PROVIDED TEXT:
***
Great video Jordan! I was wondering though would it make sense to have a distributed cache Redis style as opposed to intermediary cache replicas on the read path which can enable construction of portfolios for users? The key thing here seems to be minimization of latency and with Redis Enterprise one could scale ops/sec quite effectively for building of ticker trackers for end users. Second as an optimization - the websocket could selectively send a message to the read path that the stock tracker / pricing page is up so now send me informaiton about quotes to reduce the load on pricing servers. Finally would Vitess make sense here for horizontal sharding of the MySQL tier? This way the application does not have to implement much around horizontal sharding itself. Awesome video nonetheless ty! I tried the same problem ahead of time myself - and roughly arrived at a similar solution!
***
SOURCE DATA:
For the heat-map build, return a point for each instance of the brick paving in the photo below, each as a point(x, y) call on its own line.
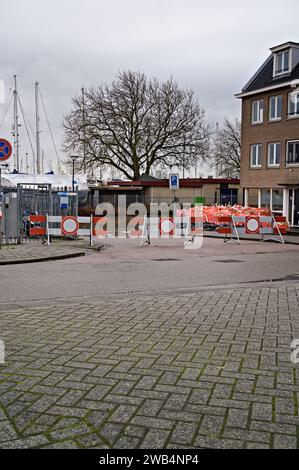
***
TASKS TO PERFORM:
**a.** List every software product that the forum comment names.
**b.** According to the forum comment, what would Vitess be used for?
**c.** Rewrite the paragraph of the forum comment beginning "Great video Jordan!" as a short bulleted list that keeps its main points.
The listing has no connection to the forum comment.

TASK-BY-TASK RESULTS:
**a.** Redis, Redis Enterprise, Vitess, MySQL

**b.** Horizontal sharding of the MySQL tier.

**c.**
- Suggests a Redis-style distributed cache instead of intermediary cache replicas on the read path, to enable building portfolios for users.
- Calls minimizing latency the key concern and says Redis Enterprise could scale ops/sec effectively for building ticker trackers.
- Proposes that the websocket tell the read path when the stock tracker or pricing page is up, so quotes are sent only then, reducing load on the pricing servers.
- Asks whether Vitess would suit horizontal sharding of the MySQL tier, so the application need not implement much sharding itself.
- Praises the video and says the commenter tried the problem beforehand and arrived at a roughly similar solution.